*Письменное задание 1*.
Перечислите всех критиков, которых по имени называет текст о критиках Мережковского. Самого Мережковского не включайте.
*Письменное задание 2*.
Ответьте коротко по тексту о критиках Мережковского:
(a) Для какого издания С.А.Венгеров написал статью о Мережковском?
(b) В чем А.Измайлов отказывает Мережковскому?
(c) Какую трилогию Мережковского текст называет чрезвычайно популярной?
*Письменное задание 3*.
Продолжите текст о критиках Мережковского с того места, где он заканчивается.

*Исходный текст*.
/---

Однако еще более резкой и жесткой критике подвергаются художнический талант и мастерство писателя. Обвинения в словоблудии, цитатности, а особенно в схематизме и безжизненности становятся общим местом в работах того времени, посвященных Мережковскому. Вот только некоторые наиболее характерные примеры. С.А.Венгеров в статье о Мережковском для Энциклопедического словаря Брокгауза и Ефрона одним из первых в качестве отличительной черты разнообразной и плодовитой деятельности художника называет «преобладание головной надуманности над нелосредственным чувством»10. Отсюда - оценка индивидуальной творческой манеры Мережковского как «суховатого дарования»11. Позже практически дословно этот диагноз повторит Е.Лундберг: «Мережковский создает произведения более

схематические, чем живые»12. Н.Энгельгард находит стихи художника «холодными, искусственно сочиненными», напоминающими «риторические упражнения в стихах»13. Еще жестче свое неприятие автора выражает А.Измайлов, который отказывает Мережковскому в творческой фантазии: «Его работа математична, рассудочна, идет по линейке и циркулю»14. А А.Долинин вообще обвиняет романиста в нарушении «элементарных требований» художественности психологизма и естественности: «Что и требуется доказать» - вот что господствует над всеми эпическими произведениями Мережковского, определяет весь план, всю композицию трилогии в ее целом и каждой ее части в отдельности, направляет деятельность любого из героев,

руководит жизнью, судьбой как единичных лиц, так и огромных масс. Ибо все используется автором как материал для его чисто-умственных построений, как мертвая косность, которую он насильно втискивает в свои голые и абстрактные схемы»15.

Таким образом, Мережковский-художник не просто не нравится, а оскорбляет, вызывает гнев и даже отвращение у современных ему литераторов, пытающихся «втиснуть» символистские романы писателя в каноны традиционного реалистического искусства.

Вместе с тем, при всей категоричности и безапелляционности суждений, дореволюционная критика в большинстве своем оказывается описательной и перечислительной. Проблемы индивидуального стиля художника, поэтика его произведений (даже, безусловно, чрезвычайно популярной трилогии «Христос и Антихрист») остаются в стороне, а если и затрагиваются, то случайно.

И тем не менее, в этой массе достаточно однотипных отрицательных отзывов порой проскальзывают точные наблюдения над оригинальной художественной формой Д.Мережковского. Так, И.Игнатов все ту же пресловутую антиномичность расценивает как неотъемлемую черту «литературной и философской физиономии»16 автора: «Он чувствует какую-то органическую потребность все раздваивать и раздвоенные части противопоставлять одна другой»17. Или: «...Мережковский не может не отдаться своей склонности разлагать и раздваивать <...>»А А.Долинин, язвительно заметивший, что у художника «полярности везде и всюду», что «схема проведена до последних пределов, до абсурда»19, практически вплотную подходит к пониманию «устремленного» характера формы Мережковского и его стилевого закона - закона генерализующего дуализма.

\---

*Показанные строки*.
/---

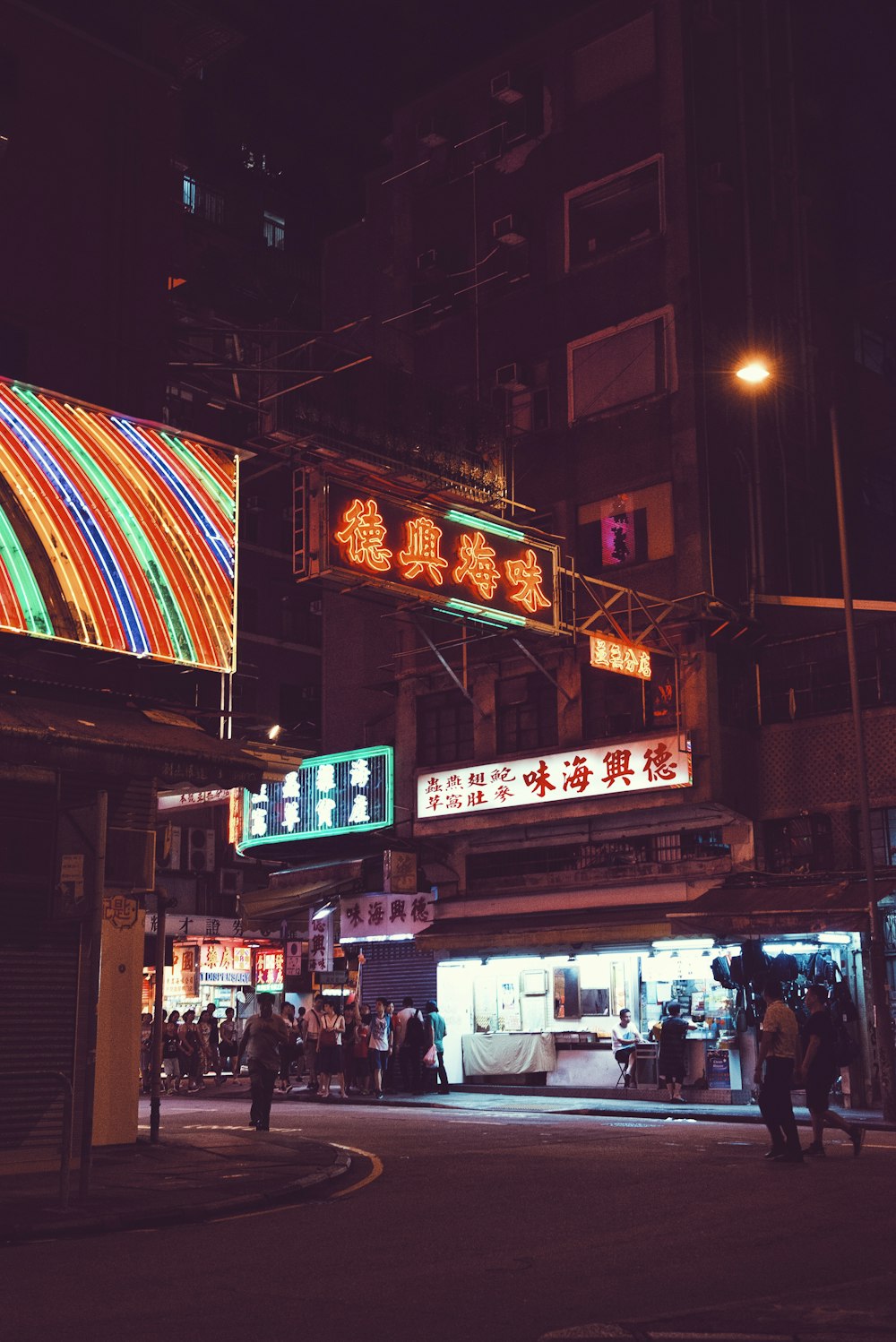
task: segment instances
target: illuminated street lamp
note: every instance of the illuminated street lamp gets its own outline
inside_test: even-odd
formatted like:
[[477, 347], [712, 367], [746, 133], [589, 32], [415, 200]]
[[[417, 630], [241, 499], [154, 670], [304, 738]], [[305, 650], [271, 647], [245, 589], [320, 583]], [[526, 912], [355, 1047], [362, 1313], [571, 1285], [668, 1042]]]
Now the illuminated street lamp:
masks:
[[[747, 385], [762, 385], [770, 376], [762, 360], [751, 360], [736, 369], [736, 377]], [[853, 615], [852, 578], [849, 574], [849, 548], [846, 545], [846, 511], [844, 507], [842, 470], [840, 463], [840, 435], [837, 432], [837, 409], [828, 408], [830, 423], [830, 447], [834, 467], [834, 501], [837, 505], [837, 535], [840, 541], [840, 572], [844, 588], [844, 625], [846, 631], [846, 662], [849, 666], [849, 698], [853, 715], [853, 737], [856, 750], [856, 774], [858, 785], [858, 813], [861, 820], [862, 847], [865, 849], [865, 884], [868, 887], [868, 923], [871, 929], [869, 966], [872, 1002], [875, 1011], [875, 1031], [877, 1041], [877, 1068], [884, 1118], [896, 1121], [896, 1043], [889, 1009], [887, 988], [887, 960], [884, 956], [884, 927], [876, 899], [875, 852], [871, 832], [871, 803], [868, 797], [868, 756], [865, 753], [865, 730], [861, 715], [858, 690], [858, 662], [856, 658], [856, 624]], [[754, 403], [754, 443], [755, 443], [755, 403]], [[758, 479], [754, 480], [758, 498]]]
[[747, 382], [750, 386], [762, 386], [766, 378], [771, 377], [771, 370], [765, 360], [751, 358], [748, 362], [742, 364], [735, 377], [739, 377], [742, 382]]

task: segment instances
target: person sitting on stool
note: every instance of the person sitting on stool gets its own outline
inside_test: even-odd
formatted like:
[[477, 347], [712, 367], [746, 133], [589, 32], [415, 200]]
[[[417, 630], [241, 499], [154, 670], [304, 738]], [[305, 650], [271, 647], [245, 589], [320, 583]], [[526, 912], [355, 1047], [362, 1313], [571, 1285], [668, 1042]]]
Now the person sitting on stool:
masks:
[[644, 1036], [632, 1024], [632, 1012], [624, 1007], [618, 1024], [613, 1025], [613, 1057], [620, 1066], [625, 1087], [637, 1086], [634, 1078], [636, 1048], [644, 1043]]

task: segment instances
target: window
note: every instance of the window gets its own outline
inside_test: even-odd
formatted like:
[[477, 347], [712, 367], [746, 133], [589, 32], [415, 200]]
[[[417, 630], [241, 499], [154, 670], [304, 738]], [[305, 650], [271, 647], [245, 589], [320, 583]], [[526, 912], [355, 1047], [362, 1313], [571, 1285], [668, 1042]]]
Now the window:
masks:
[[286, 244], [286, 220], [279, 215], [264, 212], [264, 246], [283, 251]]
[[224, 223], [224, 196], [220, 191], [204, 187], [196, 177], [190, 177], [188, 173], [184, 173], [182, 201], [184, 209], [189, 215], [199, 215], [201, 219], [207, 219], [209, 224]]
[[567, 348], [569, 421], [675, 391], [671, 307], [610, 326]]
[[766, 871], [830, 871], [834, 864], [830, 816], [766, 821]]
[[[861, 827], [858, 831], [858, 847], [861, 841]], [[875, 855], [876, 867], [896, 867], [896, 809], [883, 807], [871, 813], [871, 847]]]
[[645, 727], [644, 682], [582, 667], [582, 735], [586, 741], [628, 737]]
[[535, 672], [499, 680], [495, 687], [499, 754], [557, 745], [557, 687]]
[[582, 106], [656, 74], [653, 11], [573, 54], [573, 95]]
[[473, 757], [473, 706], [460, 690], [417, 699], [417, 764], [455, 764]]
[[566, 270], [663, 232], [661, 158], [566, 195]]
[[653, 484], [578, 510], [575, 557], [583, 573], [647, 564], [673, 553], [672, 490]]

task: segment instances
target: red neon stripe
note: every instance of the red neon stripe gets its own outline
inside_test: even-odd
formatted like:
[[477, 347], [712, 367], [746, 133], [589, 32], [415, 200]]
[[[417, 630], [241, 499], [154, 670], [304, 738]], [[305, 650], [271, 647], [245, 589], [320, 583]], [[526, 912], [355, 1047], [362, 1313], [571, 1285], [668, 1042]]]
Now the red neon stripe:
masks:
[[[51, 415], [58, 417], [60, 423], [64, 423], [63, 415], [60, 413], [62, 407], [59, 407], [58, 403], [48, 401], [47, 397], [44, 396], [40, 396], [38, 399]], [[93, 456], [97, 466], [99, 466], [99, 468], [103, 472], [109, 474], [106, 471], [106, 463], [102, 459], [98, 459], [95, 454], [90, 452], [87, 446], [80, 440], [80, 437], [74, 432], [74, 429], [68, 424], [64, 424], [64, 427], [68, 429], [71, 436], [80, 443], [85, 451], [90, 456]], [[130, 588], [130, 595], [139, 612], [139, 617], [144, 621], [144, 627], [149, 636], [153, 654], [158, 652], [158, 655], [162, 658], [173, 658], [174, 644], [172, 643], [170, 635], [168, 632], [168, 625], [165, 624], [161, 616], [158, 604], [156, 601], [156, 597], [153, 596], [153, 589], [150, 588], [146, 580], [146, 574], [137, 562], [137, 557], [134, 556], [134, 552], [130, 548], [127, 537], [122, 533], [114, 513], [109, 509], [106, 499], [103, 498], [99, 488], [90, 479], [85, 468], [80, 466], [76, 458], [70, 455], [68, 451], [60, 443], [58, 443], [52, 437], [48, 437], [50, 432], [51, 432], [50, 429], [44, 428], [44, 442], [47, 442], [48, 448], [52, 448], [52, 455], [55, 460], [59, 463], [63, 471], [67, 471], [72, 484], [76, 487], [76, 490], [79, 491], [87, 506], [91, 509], [97, 519], [97, 525], [101, 526], [110, 550], [118, 560], [121, 570]]]
[[[98, 417], [98, 423], [94, 423], [94, 416], [89, 411], [82, 411], [75, 419], [79, 428], [89, 433], [90, 443], [94, 444], [93, 450], [95, 452], [102, 451], [105, 459], [110, 463], [110, 474], [114, 472], [115, 483], [122, 497], [131, 507], [148, 539], [150, 539], [160, 568], [164, 570], [181, 608], [184, 621], [193, 641], [196, 658], [204, 666], [220, 670], [221, 654], [225, 651], [229, 652], [229, 640], [224, 646], [216, 637], [211, 623], [211, 612], [204, 609], [203, 603], [196, 595], [197, 574], [190, 570], [184, 553], [173, 539], [176, 534], [173, 527], [169, 534], [168, 518], [160, 517], [160, 507], [169, 509], [170, 506], [169, 491], [165, 490], [165, 497], [162, 497], [162, 482], [157, 476], [150, 475], [149, 471], [141, 470], [144, 463], [135, 459], [137, 454], [133, 447], [121, 433], [115, 432], [114, 424], [110, 424], [103, 417]], [[103, 443], [103, 433], [111, 440], [111, 447]], [[114, 452], [125, 458], [133, 474], [125, 474]], [[148, 503], [148, 495], [150, 494], [154, 494], [160, 501], [156, 510]]]
[[[3, 397], [5, 404], [9, 405], [9, 408], [17, 416], [19, 404], [16, 401], [9, 403], [9, 397], [5, 392], [5, 388], [3, 386], [0, 386], [0, 397]], [[40, 436], [40, 440], [43, 442], [43, 435], [38, 436]], [[64, 505], [59, 499], [59, 495], [54, 490], [52, 483], [47, 479], [47, 476], [39, 468], [36, 462], [32, 460], [31, 455], [25, 451], [19, 439], [15, 437], [12, 431], [4, 423], [0, 423], [0, 443], [5, 446], [8, 455], [17, 464], [19, 474], [24, 475], [30, 487], [34, 490], [36, 498], [42, 501], [43, 510], [46, 511], [48, 518], [55, 523], [59, 535], [64, 541], [66, 549], [71, 553], [72, 557], [78, 560], [76, 576], [83, 586], [83, 597], [87, 604], [86, 613], [90, 619], [90, 623], [94, 625], [94, 635], [98, 640], [99, 647], [109, 647], [122, 652], [130, 651], [127, 640], [118, 621], [118, 612], [113, 604], [111, 596], [106, 590], [105, 577], [99, 572], [97, 561], [93, 553], [90, 552], [87, 544], [82, 538], [78, 527], [75, 526], [71, 514], [64, 507]], [[34, 509], [34, 506], [35, 505], [32, 503], [31, 507]], [[59, 573], [59, 569], [56, 569], [55, 565], [54, 565], [54, 572], [56, 573], [56, 580], [59, 581], [63, 592], [68, 586], [71, 589], [71, 595], [76, 600], [78, 593], [74, 590], [75, 582], [72, 581], [72, 578], [67, 577], [63, 580], [63, 577]], [[99, 589], [97, 588], [97, 580], [99, 580]], [[91, 597], [93, 597], [93, 604], [91, 604]], [[106, 627], [105, 639], [102, 629], [103, 624]], [[113, 629], [115, 631], [114, 633]]]

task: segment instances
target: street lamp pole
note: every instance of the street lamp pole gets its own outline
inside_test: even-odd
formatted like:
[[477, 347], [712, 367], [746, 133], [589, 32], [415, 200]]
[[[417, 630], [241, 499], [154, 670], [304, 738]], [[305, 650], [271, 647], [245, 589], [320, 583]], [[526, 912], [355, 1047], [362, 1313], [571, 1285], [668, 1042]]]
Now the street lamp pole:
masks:
[[871, 836], [871, 805], [868, 801], [868, 757], [865, 754], [865, 731], [858, 694], [858, 663], [856, 660], [856, 628], [853, 620], [853, 595], [849, 577], [849, 552], [846, 548], [846, 514], [844, 509], [844, 483], [840, 464], [840, 435], [837, 432], [837, 411], [829, 408], [830, 446], [834, 463], [834, 497], [837, 501], [837, 535], [840, 539], [840, 569], [844, 585], [844, 624], [846, 627], [846, 659], [849, 662], [849, 698], [852, 701], [853, 731], [856, 743], [856, 773], [858, 784], [858, 812], [861, 820], [862, 847], [865, 849], [865, 882], [868, 886], [868, 922], [871, 927], [869, 968], [872, 984], [872, 1005], [875, 1039], [877, 1044], [877, 1070], [880, 1078], [884, 1118], [896, 1122], [896, 1045], [887, 989], [887, 958], [884, 956], [884, 927], [875, 890], [875, 854]]

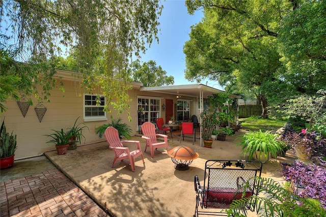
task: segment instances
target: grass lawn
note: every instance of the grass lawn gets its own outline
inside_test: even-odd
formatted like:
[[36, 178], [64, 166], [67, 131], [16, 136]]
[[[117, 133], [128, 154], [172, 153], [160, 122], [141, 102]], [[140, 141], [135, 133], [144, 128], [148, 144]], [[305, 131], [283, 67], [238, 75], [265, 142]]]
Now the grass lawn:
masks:
[[285, 121], [271, 119], [259, 119], [251, 117], [247, 118], [239, 118], [239, 123], [242, 126], [242, 129], [251, 131], [277, 130], [285, 123]]

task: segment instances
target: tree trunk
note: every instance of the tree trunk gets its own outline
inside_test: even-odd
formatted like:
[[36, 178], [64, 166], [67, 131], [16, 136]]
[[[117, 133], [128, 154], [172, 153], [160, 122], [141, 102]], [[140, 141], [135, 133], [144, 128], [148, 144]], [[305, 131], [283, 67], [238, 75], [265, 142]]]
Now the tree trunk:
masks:
[[268, 103], [267, 102], [267, 99], [266, 99], [266, 97], [261, 94], [259, 94], [259, 99], [260, 100], [260, 104], [261, 105], [261, 107], [262, 108], [261, 116], [263, 118], [268, 118], [268, 114], [267, 110]]

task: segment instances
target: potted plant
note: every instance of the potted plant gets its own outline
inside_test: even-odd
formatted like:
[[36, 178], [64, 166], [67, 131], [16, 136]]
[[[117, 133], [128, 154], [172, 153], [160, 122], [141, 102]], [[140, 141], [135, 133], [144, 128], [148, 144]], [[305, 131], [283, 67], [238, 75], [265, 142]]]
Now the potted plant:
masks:
[[289, 131], [282, 134], [280, 139], [291, 146], [297, 158], [304, 161], [310, 161], [314, 157], [318, 156], [326, 144], [325, 140], [315, 131], [308, 132], [305, 129], [298, 133]]
[[219, 127], [218, 130], [218, 140], [225, 141], [227, 135], [232, 135], [233, 134], [233, 130], [228, 127]]
[[213, 140], [216, 140], [216, 135], [218, 134], [219, 131], [217, 129], [214, 129], [213, 131], [212, 131], [212, 135], [211, 135], [211, 138]]
[[130, 127], [125, 123], [121, 123], [122, 120], [120, 118], [116, 120], [111, 116], [111, 123], [103, 124], [96, 127], [95, 132], [98, 137], [101, 138], [104, 135], [104, 133], [105, 132], [106, 128], [109, 126], [112, 126], [117, 129], [120, 138], [122, 138], [123, 137], [125, 137], [127, 139], [130, 138], [130, 133], [132, 132]]
[[54, 129], [51, 130], [54, 131], [55, 132], [48, 135], [44, 135], [51, 138], [51, 140], [46, 142], [46, 143], [54, 143], [57, 148], [58, 154], [65, 154], [67, 153], [69, 143], [76, 142], [70, 140], [72, 135], [71, 132], [69, 131], [65, 132], [62, 128], [61, 131]]
[[219, 124], [216, 113], [215, 111], [204, 111], [200, 114], [202, 119], [202, 138], [204, 142], [204, 146], [206, 148], [211, 148], [213, 140], [211, 139], [212, 132]]
[[[84, 128], [87, 128], [89, 130], [89, 128], [84, 123], [79, 123], [79, 124], [76, 125], [77, 123], [77, 120], [80, 117], [77, 118], [76, 121], [75, 121], [75, 123], [73, 124], [73, 126], [71, 127], [69, 127], [67, 129], [69, 130], [68, 133], [71, 134], [71, 137], [70, 137], [70, 141], [71, 141], [69, 143], [69, 146], [68, 147], [68, 150], [75, 150], [77, 148], [77, 144], [76, 143], [79, 143], [79, 144], [82, 142], [82, 138], [85, 139], [85, 137], [83, 134], [83, 130]], [[72, 142], [74, 141], [74, 142]]]
[[15, 151], [17, 149], [17, 135], [13, 133], [13, 131], [10, 134], [7, 132], [4, 120], [0, 128], [1, 169], [10, 167], [14, 164]]
[[249, 159], [253, 157], [264, 162], [269, 159], [269, 155], [277, 157], [278, 152], [281, 151], [281, 144], [283, 142], [278, 140], [278, 134], [273, 134], [270, 131], [262, 132], [252, 131], [243, 135], [237, 146], [241, 146], [243, 156], [249, 154]]

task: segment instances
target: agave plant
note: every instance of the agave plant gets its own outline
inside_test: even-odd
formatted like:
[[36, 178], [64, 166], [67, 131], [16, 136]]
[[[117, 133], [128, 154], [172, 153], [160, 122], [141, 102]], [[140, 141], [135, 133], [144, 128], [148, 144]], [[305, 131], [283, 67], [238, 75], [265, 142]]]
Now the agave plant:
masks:
[[13, 133], [13, 131], [10, 134], [7, 132], [4, 120], [0, 128], [0, 154], [2, 158], [13, 155], [17, 149], [17, 135]]
[[109, 126], [112, 126], [117, 129], [120, 138], [124, 137], [127, 139], [129, 139], [130, 138], [130, 133], [132, 132], [131, 129], [125, 123], [121, 123], [122, 121], [122, 120], [120, 118], [116, 120], [111, 116], [111, 123], [103, 124], [96, 127], [95, 132], [97, 133], [100, 138], [101, 138], [104, 135], [106, 128]]
[[61, 128], [61, 131], [56, 130], [52, 129], [55, 132], [52, 134], [49, 134], [48, 135], [43, 135], [46, 137], [50, 137], [51, 139], [46, 143], [54, 143], [56, 145], [65, 145], [69, 144], [70, 142], [75, 142], [76, 141], [69, 141], [70, 137], [72, 136], [71, 132], [70, 131], [65, 132], [63, 131], [63, 129]]
[[82, 139], [85, 139], [85, 137], [83, 134], [83, 130], [84, 128], [87, 128], [89, 130], [90, 129], [88, 128], [87, 126], [84, 123], [79, 123], [78, 124], [76, 124], [77, 123], [77, 120], [80, 117], [77, 118], [77, 119], [75, 121], [75, 123], [73, 126], [71, 127], [69, 127], [67, 129], [69, 130], [68, 133], [70, 133], [71, 136], [73, 137], [73, 140], [75, 140], [76, 142], [79, 142], [80, 144], [82, 142]]

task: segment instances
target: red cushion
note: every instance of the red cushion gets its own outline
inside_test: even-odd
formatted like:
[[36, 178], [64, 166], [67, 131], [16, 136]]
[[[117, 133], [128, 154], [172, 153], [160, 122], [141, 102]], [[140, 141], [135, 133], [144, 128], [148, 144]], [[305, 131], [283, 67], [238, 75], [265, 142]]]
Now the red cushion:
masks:
[[[206, 208], [225, 208], [234, 200], [241, 199], [242, 193], [236, 189], [228, 188], [209, 189], [209, 191], [205, 190], [203, 199], [204, 206]], [[244, 197], [249, 197], [252, 195], [252, 192], [246, 192]]]

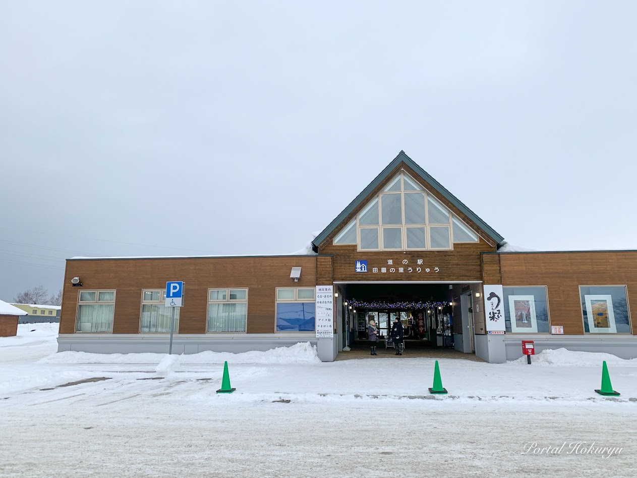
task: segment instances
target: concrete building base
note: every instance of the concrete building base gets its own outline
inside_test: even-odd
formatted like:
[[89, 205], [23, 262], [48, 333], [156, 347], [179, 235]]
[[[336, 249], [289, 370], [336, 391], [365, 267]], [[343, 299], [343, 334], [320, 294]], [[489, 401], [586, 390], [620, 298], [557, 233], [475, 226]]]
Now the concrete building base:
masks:
[[[75, 351], [90, 352], [96, 354], [129, 354], [152, 352], [166, 354], [168, 352], [169, 334], [62, 334], [57, 338], [57, 351]], [[197, 354], [199, 352], [231, 352], [240, 353], [250, 351], [266, 351], [277, 347], [291, 347], [299, 342], [309, 342], [317, 347], [319, 340], [314, 334], [229, 334], [224, 337], [203, 335], [175, 334], [173, 337], [173, 354]], [[332, 351], [323, 352], [326, 347], [333, 349], [333, 344], [317, 347], [319, 357], [324, 361], [333, 361], [329, 359], [336, 354]]]
[[634, 335], [552, 335], [515, 334], [504, 336], [506, 359], [522, 356], [522, 341], [533, 340], [535, 353], [547, 349], [566, 349], [575, 352], [604, 352], [623, 359], [637, 358], [637, 337]]

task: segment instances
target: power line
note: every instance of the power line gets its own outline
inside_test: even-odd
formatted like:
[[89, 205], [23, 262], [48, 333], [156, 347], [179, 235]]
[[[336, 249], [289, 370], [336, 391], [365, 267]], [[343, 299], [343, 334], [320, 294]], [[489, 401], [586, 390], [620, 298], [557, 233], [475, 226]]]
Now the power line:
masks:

\---

*Правильный ответ 1*.
С.А.Венгеров, Е.Лундберг, Н.Энгельгард, А.Измайлов, А.Долинин, И.Игнатов

*Правильный ответ 2*.
(a) Для Энциклопедического словаря Брокгауза и Ефрона.
(b) В творческой фантазии.
(c) «Христос и Антихрист».

*Правильный ответ 3*.
Еще более точно сущность «писательской физиономии» романиста уловил М.Неведомский, который, защищая великую русскую литературу от различного рода «модернистов», «мистиков» и «мифотворцев», к коим и причисляется Д.Мережковский, упрекает последнего в монотонности и однообразии. Критик обращает внимание на то, что все на свете художник сводит к одной «двухвершковой идее о святой плоти и святом духе»26: «И нужно только удивляться тому искусству и неутомимости, с которыми г.Мережкбвский, строка за строкой, страница за страницей, развивает, иллюстрирует, поясняет и аргументирует эту столь коротенькую идею. Нужно поистине не заурядное литературное мастерство, чтобы заполнить одной этой идеей и ничем больше - два огромных фолианта о Л.Толстом и Достоевском, да еще оставить что-нибудь про запас, и из этого запаса выкроить два сборника - «Грядущий Хам» и вышеназванный «Мир и меч». И я убежден, что это далеко не конец; не в далеком будущем появятся еще новые томы на эту же тему...»21.

Как видим, даже в этом, явно предвзятом, суждении критика проглядывает осознание сужающей и одновременно заостряющей направленности стиля Мережковского, которое позволяет М.Неведомскому уловить саму суть творческой эволюции писателя -последовательное движение к еще большему обнажению «руководящей идеи». И если в исследовании о Толстом и Достоевском она, по мысли критика, «еще прикрыта кое-какими покровами», то в более поздних работах Мережковского уже «торчит голой, неприкрытой»22.

О присущей художнику устремленности к абсолюту говорит и Е.Лундберг, но расценивает ее несколько иначе - как склонность к упрощению: «Его постороения держатся созвучиями, аналогиями и попытками свести сложное к простейшему и таким образом, на

принятой, по его мнению, недоказуемости элементарного он создает фантастическое здание своей философии»23.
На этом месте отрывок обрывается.